[Assigned task]
Continue the letter to the editor below, about the Quest's economic diversity statistics, from where it stops.

Letter to the Editor: Concerning Statistics, Ethics, and Journalism
On Friday October 13th, The Quest rather aptly published Mr. Declan Bradley's article, "New York Times Ranks Reed in Bottom 8th Percentile for 'Economic Diversity' Among Selective U.S. Colleges [italicization added]." The article, under the dubiously labeled "Insight" column (the author at one point explicitly states he is expressing an opinion), argues for a reorientation on the part of its readers with regard to the statistical model we use when assessing economic diversity. The article compares two different models for measuring this sociological trend: one offered by the Times College-Access Index (CAI), and the other offered by the Quest, the Simpson Index, usually used to measure the amount of different species in an ecosystem, though here applied to measure the amount of times a Pell Grant recipient will see a non-Pell Grant recipient, and vice versa. Mr. Bradley's article often puts the term "economic diversity" in scare quotes, though only with regards to the Times understanding of the term. Once the article applies its own metric for economic diversity, which it presents as that of the Quest's in its entirety (which I suppose, given that the author is the current editor with the most seniority, is fair enough), these scare quotes go away. While we must apply some doubt to the Times' metric, the Quest is here to bring light to the masses, with all the "news" that’s "fit" to print.

[Record excerpts]

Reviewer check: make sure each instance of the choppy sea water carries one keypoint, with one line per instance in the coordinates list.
--
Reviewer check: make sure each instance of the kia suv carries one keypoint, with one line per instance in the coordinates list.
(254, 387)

[Answer space]
So one must wonder what is gained by the article's discarding of the Times' model and the introduction of the Simpson Index from the pastures of biological and ecological inquiry. On one end, it appears a rather fruitless endeavor, as the article admits that, if one were trying to save the Reed Institute with either metric, they would only gain a measly percentage point of advantage with the Quest's different model. Considering that the Quest released its own rankings according to this new statistical model, one must instead assume that the point here is to question how we model and define economic diversity, though one of these is a foregone conclusion for Mr. Bradley's article. The article states, "While the percentage of Pell-eligible students at a college is an interesting way to assess that institution’s accessibility to low-income students, it is not, in the opinion of this writer, a compelling measure of 'economic diversity." On its face, this is indeed an interesting premise. Not all working class students are awarded Pell Grants, nor does lack of receipt of that grant mean you can afford, for instance, a $66,710 tuition bill every year. But that is not what Mr. Bradley's article means by economic diversity. The article interprets this term rather literally, as the implementation of the Simpson Index suggests: under the Quest's model, what is favored is an even distribution of rich and poor, rather than a model which favors low-income students.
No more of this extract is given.